Lay out every line of the rows below as a numbered list, skipping blank lines and leaving out the pictures.

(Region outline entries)
<<<<
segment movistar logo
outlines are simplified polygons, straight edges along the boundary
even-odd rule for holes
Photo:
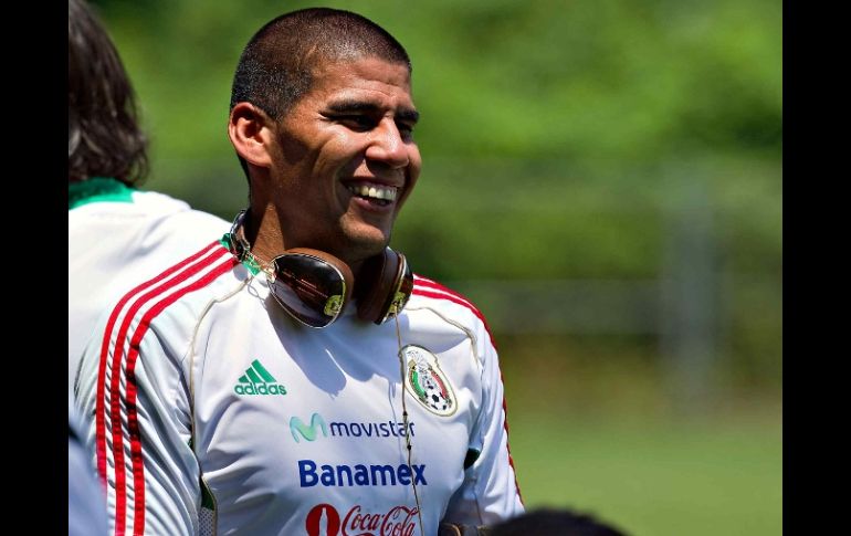
[[[301,443],[302,439],[307,441],[315,441],[318,437],[317,432],[322,432],[323,438],[330,435],[333,438],[403,438],[405,437],[405,422],[340,422],[330,421],[326,423],[325,419],[319,413],[313,413],[311,416],[311,424],[307,425],[298,417],[290,419],[290,432],[293,434],[293,439],[296,443]],[[408,430],[411,437],[414,437],[413,422],[408,423]],[[300,438],[301,435],[301,438]]]
[[[302,438],[306,439],[307,441],[313,441],[316,439],[316,427],[319,427],[319,430],[322,430],[323,437],[328,437],[328,427],[325,424],[325,419],[322,418],[319,413],[314,413],[311,416],[311,425],[306,425],[304,421],[302,421],[297,417],[293,417],[290,419],[290,431],[293,433],[293,439],[296,443],[298,443],[301,440],[298,439],[298,435],[301,434]],[[297,432],[297,433],[296,433]]]
[[[251,367],[240,376],[233,390],[237,395],[286,395],[286,388],[258,359],[251,361]]]

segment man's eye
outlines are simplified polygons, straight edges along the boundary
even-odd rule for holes
[[[413,136],[413,125],[410,123],[397,123],[396,128],[399,129],[399,134],[401,134],[403,137]]]

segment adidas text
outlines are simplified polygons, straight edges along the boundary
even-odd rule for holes
[[[286,395],[281,383],[245,383],[233,387],[237,395]]]

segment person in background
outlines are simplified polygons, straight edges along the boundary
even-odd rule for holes
[[[69,0],[69,390],[111,301],[221,238],[229,223],[137,189],[147,138],[129,77],[83,0]]]
[[[488,536],[628,536],[590,514],[538,508],[492,527]],[[444,535],[441,535],[444,536]],[[450,535],[445,535],[450,536]]]

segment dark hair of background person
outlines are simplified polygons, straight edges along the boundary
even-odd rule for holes
[[[569,509],[540,508],[507,519],[488,536],[628,536],[627,533],[590,514]]]
[[[261,28],[242,51],[230,109],[238,103],[251,103],[279,120],[311,90],[312,69],[317,64],[363,57],[402,63],[409,73],[412,70],[405,48],[357,13],[308,8],[283,14]],[[248,165],[239,159],[248,177]]]
[[[69,182],[92,177],[141,182],[147,138],[118,52],[90,6],[69,0],[67,9]]]

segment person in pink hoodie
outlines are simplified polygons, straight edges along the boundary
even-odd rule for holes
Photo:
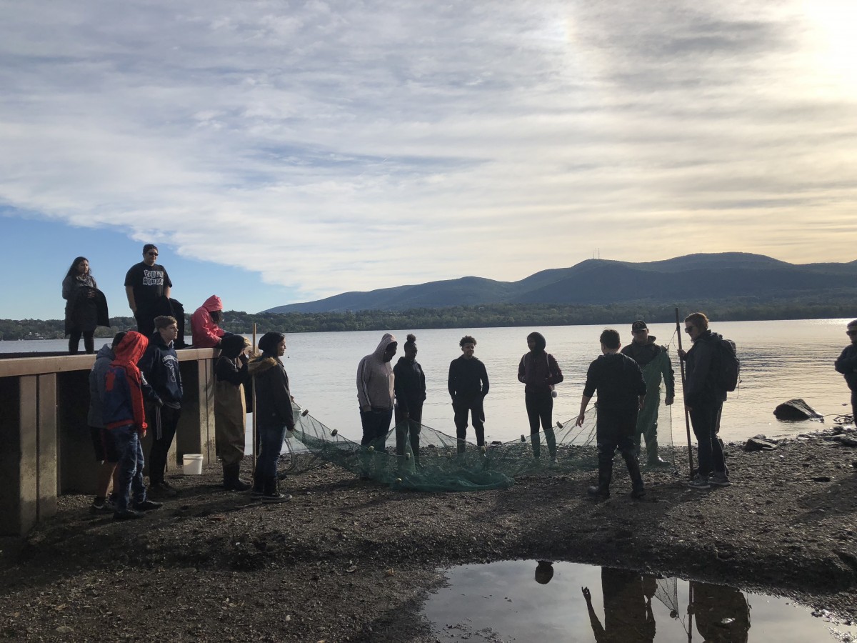
[[[231,334],[218,326],[222,321],[223,300],[212,295],[190,315],[194,348],[219,348],[224,335]]]

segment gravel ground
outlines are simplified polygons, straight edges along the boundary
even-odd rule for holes
[[[92,516],[89,496],[66,496],[26,539],[3,542],[0,639],[435,641],[420,610],[443,567],[540,558],[728,583],[857,618],[857,449],[844,437],[729,445],[734,484],[709,491],[644,472],[641,501],[626,495],[618,457],[601,502],[586,497],[585,472],[439,494],[331,465],[291,478],[294,497],[277,506],[223,491],[214,469],[171,480],[181,496],[141,520]]]

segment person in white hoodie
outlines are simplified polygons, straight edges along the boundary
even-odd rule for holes
[[[360,360],[357,365],[357,401],[360,403],[360,423],[363,437],[360,445],[383,450],[385,438],[393,421],[393,382],[395,376],[390,362],[399,344],[396,338],[386,333],[371,355]],[[363,461],[364,476],[369,473],[369,463]]]

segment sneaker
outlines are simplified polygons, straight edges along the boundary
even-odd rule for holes
[[[93,502],[89,505],[90,514],[112,514],[116,511],[116,505],[110,498],[105,498],[101,504]]]
[[[168,482],[152,483],[147,495],[153,498],[175,498],[178,496],[178,491]]]
[[[716,487],[728,487],[732,484],[729,482],[729,477],[725,473],[715,473],[710,478],[708,478],[709,484],[713,484]]]
[[[117,511],[113,513],[114,520],[133,520],[136,518],[142,518],[146,514],[141,511],[135,511],[134,509],[125,509],[124,511]]]
[[[152,511],[153,509],[159,509],[164,506],[163,502],[155,502],[151,500],[144,500],[142,502],[135,502],[134,504],[135,511]]]
[[[691,489],[710,489],[711,485],[708,481],[708,476],[700,476],[698,473],[693,477],[692,480],[686,483]]]

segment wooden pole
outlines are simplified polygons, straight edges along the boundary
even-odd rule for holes
[[[253,322],[253,352],[256,352],[256,322]],[[684,371],[681,371],[684,373]],[[253,385],[253,466],[251,470],[253,471],[253,479],[255,480],[256,474],[256,418],[259,414],[256,412],[256,378],[254,377],[250,380]]]
[[[679,336],[679,351],[682,351],[681,348],[681,334],[684,330],[681,328],[680,322],[679,321],[679,309],[675,309],[675,333]],[[685,407],[685,430],[687,432],[687,461],[689,463],[688,475],[693,478],[693,449],[691,448],[691,418],[690,414],[687,412],[687,401],[685,400],[685,390],[686,387],[686,382],[685,380],[685,360],[681,358],[681,353],[679,353],[679,366],[681,370],[681,401],[682,406]]]

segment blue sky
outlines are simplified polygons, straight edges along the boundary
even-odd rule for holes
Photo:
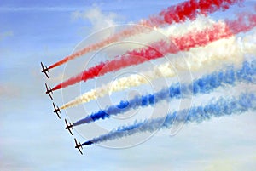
>>>>
Finished answer =
1. segment movistar logo
2. outlines are simplified polygons, straight edges along the boundary
3. even-odd rule for holes
4. Photo:
5. [[[301,443],[302,439],[307,441],[315,441],[318,437],[317,432],[322,432],[323,438],[330,435],[333,438],[403,438],[405,437],[405,422],[340,422],[330,421],[326,423],[325,419],[319,413],[313,413],[311,416],[311,424],[307,425],[298,417],[290,419],[290,432],[293,434],[293,439],[296,443]],[[408,430],[411,437],[414,437],[413,422],[408,423]],[[300,438],[301,435],[301,438]]]
6. [[[302,438],[306,439],[307,441],[313,441],[316,439],[316,427],[319,427],[319,430],[322,430],[323,437],[328,437],[328,427],[325,424],[325,419],[322,418],[319,413],[314,413],[311,416],[311,425],[306,425],[304,421],[302,421],[297,417],[293,417],[290,419],[290,431],[293,433],[293,439],[296,443],[298,443],[301,440],[298,439],[298,435],[301,434]],[[297,432],[297,433],[296,433]]]
7. [[[251,367],[240,376],[233,390],[237,395],[286,395],[286,388],[258,359],[251,361]]]
8. segment man's eye
9. outlines are simplified polygons, straight edges along the boundary
10. even-odd rule for holes
11. [[[413,136],[413,125],[410,123],[397,123],[396,128],[399,129],[399,134],[401,134],[403,137]]]
12. segment adidas text
13. outlines are simplified polygons, straight edges along the boundary
14. even-odd rule for holes
15. [[[286,395],[281,383],[245,383],[233,387],[237,395]]]
16. segment person in background
17. outlines are simplified polygons, straight edges along the boundary
18. even-odd rule for holes
19. [[[69,0],[69,390],[111,301],[221,238],[229,223],[137,189],[147,138],[129,77],[83,0]]]
20. [[[488,536],[628,536],[590,514],[538,508],[492,527]],[[444,535],[441,535],[444,536]],[[450,535],[445,535],[450,536]]]
21. segment dark hair of background person
22. outlines are simplified polygons, straight edges along the boundary
23. even-odd rule for holes
24. [[[569,509],[540,508],[507,519],[488,536],[628,536],[627,533],[590,514]]]
25. [[[261,28],[242,51],[230,109],[238,103],[251,103],[279,120],[311,90],[312,69],[317,64],[363,57],[402,63],[409,73],[412,70],[405,48],[357,13],[308,8],[283,14]],[[248,165],[239,159],[248,177]]]
26. [[[69,182],[92,177],[141,182],[147,138],[118,52],[90,6],[69,0],[67,9]]]
27. segment person in pink hoodie
28. outlines are simplified polygons, straight edges along the boundary
29. even-odd rule for holes
30. Photo:
31. [[[231,334],[218,326],[222,321],[223,300],[212,295],[190,315],[194,348],[219,348],[224,335]]]
32. segment gravel ground
33. outlines are simplified polygons, straight edges along the boundary
34. even-odd rule for holes
35. [[[92,516],[89,496],[66,496],[26,539],[3,542],[0,639],[435,641],[420,610],[443,567],[540,558],[728,583],[857,618],[857,449],[844,437],[729,445],[734,484],[709,491],[644,472],[641,501],[626,495],[618,457],[601,502],[586,497],[585,472],[439,494],[331,465],[291,478],[294,497],[277,506],[223,491],[214,469],[171,480],[181,496],[141,520]]]
36. segment person in white hoodie
37. outlines are simplified polygons, straight edges along the boundary
38. even-odd rule for holes
39. [[[360,360],[357,365],[357,401],[360,403],[360,423],[363,437],[360,445],[383,450],[385,438],[393,421],[393,382],[395,376],[390,362],[399,344],[396,338],[386,333],[371,355]],[[363,461],[364,476],[369,473],[369,463]]]
40. segment sneaker
41. outlines are simplified polygons, straight edges along the boundary
42. even-odd rule for holes
43. [[[93,502],[89,505],[90,514],[112,514],[116,511],[116,505],[110,498],[105,498],[101,504]]]
44. [[[168,482],[152,483],[147,495],[153,498],[175,498],[178,496],[178,491]]]
45. [[[716,487],[728,487],[732,484],[729,482],[729,477],[725,473],[715,473],[710,478],[708,478],[709,484],[713,484]]]
46. [[[117,511],[113,513],[114,520],[133,520],[136,518],[142,518],[146,514],[141,511],[135,511],[134,509],[125,509],[124,511]]]
47. [[[152,511],[153,509],[159,509],[164,506],[163,502],[155,502],[151,500],[144,500],[142,502],[135,502],[134,504],[135,511]]]
48. [[[691,489],[710,489],[711,485],[708,481],[708,476],[700,476],[698,473],[693,477],[692,480],[686,483]]]
49. segment wooden pole
50. outlines are simplified polygons, straight edges along the boundary
51. even-odd rule for holes
52. [[[253,322],[253,352],[256,352],[256,322]],[[684,371],[681,371],[684,373]],[[253,385],[253,466],[251,470],[253,471],[253,479],[255,480],[256,474],[256,418],[259,414],[256,412],[256,378],[254,377],[250,380]]]
53. [[[679,336],[679,351],[682,351],[681,348],[681,334],[684,330],[681,328],[680,322],[679,321],[679,309],[675,309],[675,333]],[[685,407],[685,430],[687,432],[687,461],[689,463],[688,475],[693,478],[693,449],[691,448],[691,418],[690,414],[687,412],[687,401],[685,400],[685,390],[686,387],[686,382],[685,380],[685,360],[681,358],[681,353],[679,353],[679,366],[681,370],[681,401],[682,406]]]
54. segment blue sky
55. outlines are simplified polygons, straight edges along the boundary
56. even-odd rule for holes
57. Photo:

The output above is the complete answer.